## Extracted data
==============================

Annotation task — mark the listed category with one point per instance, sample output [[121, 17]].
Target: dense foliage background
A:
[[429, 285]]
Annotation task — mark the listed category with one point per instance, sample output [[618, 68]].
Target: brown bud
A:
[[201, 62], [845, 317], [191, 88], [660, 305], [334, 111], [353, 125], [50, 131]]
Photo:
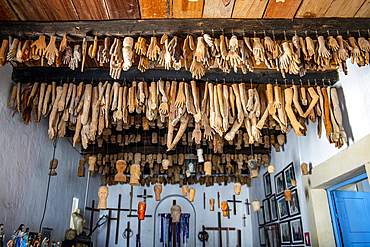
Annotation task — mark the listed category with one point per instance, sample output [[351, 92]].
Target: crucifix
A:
[[144, 196], [234, 201], [247, 203], [118, 209], [219, 229]]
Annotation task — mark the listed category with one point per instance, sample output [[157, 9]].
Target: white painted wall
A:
[[354, 97], [204, 216], [25, 154]]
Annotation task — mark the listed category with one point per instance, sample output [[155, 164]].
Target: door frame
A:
[[333, 214]]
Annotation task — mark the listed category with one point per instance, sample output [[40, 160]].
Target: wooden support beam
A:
[[121, 28], [27, 74]]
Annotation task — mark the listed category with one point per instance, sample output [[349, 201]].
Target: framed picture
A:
[[296, 231], [285, 233], [273, 208], [46, 233], [279, 184], [289, 176], [272, 235], [267, 183], [266, 210], [282, 208], [261, 219], [262, 236], [294, 204]]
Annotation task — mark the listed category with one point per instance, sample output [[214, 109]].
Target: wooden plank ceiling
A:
[[74, 10]]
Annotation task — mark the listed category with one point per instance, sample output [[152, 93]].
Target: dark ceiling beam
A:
[[41, 74], [195, 26]]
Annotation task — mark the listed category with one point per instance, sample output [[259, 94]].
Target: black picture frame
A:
[[273, 208], [289, 175], [262, 236], [279, 184], [261, 217], [296, 231], [293, 205], [282, 208], [267, 184], [284, 229], [272, 235], [266, 210]]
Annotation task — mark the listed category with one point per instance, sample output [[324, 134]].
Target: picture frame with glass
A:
[[289, 175], [273, 208], [282, 207], [279, 184], [261, 218], [262, 236], [296, 230], [267, 184], [284, 229], [266, 210]]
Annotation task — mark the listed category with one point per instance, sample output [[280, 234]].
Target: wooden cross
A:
[[247, 203], [219, 229], [118, 209], [145, 195], [234, 201]]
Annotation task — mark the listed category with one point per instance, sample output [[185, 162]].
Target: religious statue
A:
[[211, 204], [135, 175], [208, 168], [158, 191], [252, 165], [225, 208], [175, 213], [191, 194], [53, 166], [103, 194], [141, 210], [237, 188], [121, 166], [78, 221], [185, 190]]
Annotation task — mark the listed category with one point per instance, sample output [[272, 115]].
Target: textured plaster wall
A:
[[354, 97], [25, 154], [203, 216]]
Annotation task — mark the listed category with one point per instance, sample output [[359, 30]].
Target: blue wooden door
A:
[[353, 212]]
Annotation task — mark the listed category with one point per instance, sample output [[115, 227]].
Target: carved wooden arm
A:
[[288, 108]]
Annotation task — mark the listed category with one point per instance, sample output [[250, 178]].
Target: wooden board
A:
[[215, 9], [91, 10], [187, 9], [249, 8], [6, 13], [128, 9], [344, 8], [285, 10], [29, 10], [154, 9], [59, 10], [313, 8], [364, 11]]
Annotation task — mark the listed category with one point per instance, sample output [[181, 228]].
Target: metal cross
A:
[[234, 201]]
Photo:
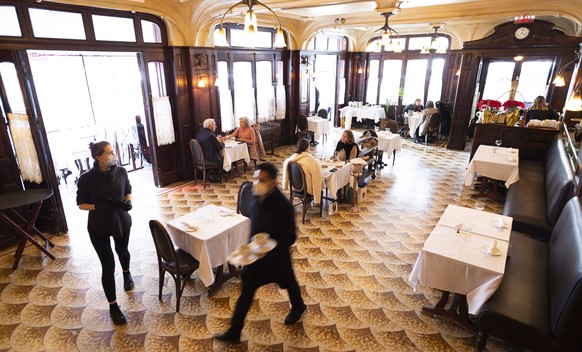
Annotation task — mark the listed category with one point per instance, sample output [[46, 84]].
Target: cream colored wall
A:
[[191, 23]]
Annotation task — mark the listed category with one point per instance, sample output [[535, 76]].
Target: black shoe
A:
[[116, 315], [294, 315], [128, 284], [228, 336]]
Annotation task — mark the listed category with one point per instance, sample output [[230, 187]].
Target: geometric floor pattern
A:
[[352, 269]]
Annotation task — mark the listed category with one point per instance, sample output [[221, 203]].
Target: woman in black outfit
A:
[[347, 148], [105, 192]]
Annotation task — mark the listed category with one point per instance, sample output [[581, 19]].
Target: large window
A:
[[43, 24], [414, 80], [390, 86]]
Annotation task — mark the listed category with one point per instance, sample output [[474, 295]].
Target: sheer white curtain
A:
[[244, 94], [266, 110], [281, 102], [163, 120], [24, 146], [225, 95]]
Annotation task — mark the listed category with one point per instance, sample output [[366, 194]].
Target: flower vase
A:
[[511, 117], [487, 116]]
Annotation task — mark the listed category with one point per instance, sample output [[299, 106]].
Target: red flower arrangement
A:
[[512, 104], [489, 104]]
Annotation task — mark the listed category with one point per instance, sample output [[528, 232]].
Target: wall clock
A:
[[521, 33]]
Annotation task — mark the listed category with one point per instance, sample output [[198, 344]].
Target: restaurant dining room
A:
[[195, 175]]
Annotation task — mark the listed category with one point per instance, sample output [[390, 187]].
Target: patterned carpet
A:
[[352, 268]]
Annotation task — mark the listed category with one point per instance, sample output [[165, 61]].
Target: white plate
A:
[[235, 258], [496, 225], [496, 251], [266, 247]]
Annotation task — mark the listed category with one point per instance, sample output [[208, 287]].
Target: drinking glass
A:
[[479, 206]]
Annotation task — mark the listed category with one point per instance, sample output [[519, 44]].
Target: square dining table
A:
[[220, 231], [233, 152], [455, 261]]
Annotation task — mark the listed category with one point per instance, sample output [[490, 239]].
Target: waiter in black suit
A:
[[271, 212]]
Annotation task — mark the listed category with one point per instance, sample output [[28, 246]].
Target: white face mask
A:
[[111, 160], [260, 189]]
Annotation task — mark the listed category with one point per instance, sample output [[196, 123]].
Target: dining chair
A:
[[434, 126], [201, 164], [178, 263], [298, 189], [303, 132], [244, 199]]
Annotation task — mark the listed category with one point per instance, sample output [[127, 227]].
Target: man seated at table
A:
[[347, 148], [212, 148], [310, 166], [423, 126]]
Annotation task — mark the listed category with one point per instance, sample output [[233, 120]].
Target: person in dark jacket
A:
[[271, 212], [143, 143], [212, 148], [105, 192]]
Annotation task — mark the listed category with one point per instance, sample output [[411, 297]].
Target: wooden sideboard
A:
[[531, 142]]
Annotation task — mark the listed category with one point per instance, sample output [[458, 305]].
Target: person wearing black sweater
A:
[[105, 192], [271, 212]]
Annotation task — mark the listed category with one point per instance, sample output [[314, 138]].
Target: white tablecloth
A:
[[494, 165], [413, 122], [373, 112], [334, 181], [456, 263], [389, 142], [234, 151], [217, 236], [319, 126]]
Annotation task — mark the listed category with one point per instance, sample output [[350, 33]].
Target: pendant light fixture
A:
[[251, 26], [389, 38]]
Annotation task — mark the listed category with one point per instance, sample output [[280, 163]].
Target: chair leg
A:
[[162, 273]]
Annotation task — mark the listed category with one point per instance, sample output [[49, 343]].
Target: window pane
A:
[[414, 80], [43, 24], [435, 85], [151, 32], [226, 111], [9, 25], [390, 81], [372, 89], [244, 94], [157, 79], [13, 92], [533, 80], [498, 81], [117, 29]]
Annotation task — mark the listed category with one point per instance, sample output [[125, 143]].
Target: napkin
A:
[[191, 225]]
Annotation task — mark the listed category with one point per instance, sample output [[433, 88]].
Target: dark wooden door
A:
[[165, 161], [17, 95]]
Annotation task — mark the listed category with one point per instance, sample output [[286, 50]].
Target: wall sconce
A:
[[251, 27], [559, 79], [434, 46], [360, 70], [575, 101], [201, 72]]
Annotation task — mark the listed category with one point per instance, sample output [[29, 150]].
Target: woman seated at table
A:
[[347, 148], [540, 110], [245, 133], [310, 166]]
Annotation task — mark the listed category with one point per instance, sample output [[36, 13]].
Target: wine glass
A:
[[479, 206]]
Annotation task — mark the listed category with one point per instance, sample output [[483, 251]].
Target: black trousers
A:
[[102, 245], [260, 274]]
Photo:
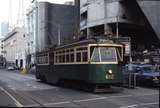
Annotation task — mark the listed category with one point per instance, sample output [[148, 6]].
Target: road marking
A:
[[123, 96], [147, 94], [16, 101], [93, 99], [34, 105], [57, 103], [130, 106], [143, 104]]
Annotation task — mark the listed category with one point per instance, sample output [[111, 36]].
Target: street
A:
[[25, 91]]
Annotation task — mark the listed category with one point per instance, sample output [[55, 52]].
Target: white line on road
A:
[[130, 106], [154, 103], [16, 101], [93, 99], [141, 104], [57, 103]]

==============================

Give again the lines from the line that contains "output [[29, 150]]." through the last line of the material above, exactly and with both ends included. Omit the pictures.

Annotation task — mark the listed category with one point per instance, sample output [[29, 150]].
Target: woman seated at table
A:
[[347, 148], [540, 110], [245, 133], [310, 166]]
Annotation task — mark the listed category with one point per instance, sample output [[36, 13]].
Target: wine glass
A:
[[479, 206]]
Annotation task — mark the listed category with one point per instance, sample output [[483, 251]].
Target: black trousers
A:
[[102, 245], [260, 274]]
Photo:
Annotation task — mark the listed category with one point per instance, sample output [[148, 6]].
Target: road marking
A:
[[123, 96], [147, 94], [16, 101], [93, 99], [34, 105], [57, 103], [130, 106], [143, 104]]
Annotation task — mark the listed category with one point per instance, sample output [[111, 36]].
Target: street
A:
[[25, 91]]
Annotation task — mark the listed category with one point per instance, sample output [[55, 52]].
Target: white line on road
A:
[[130, 106], [154, 103], [16, 101], [93, 99], [141, 104], [57, 103]]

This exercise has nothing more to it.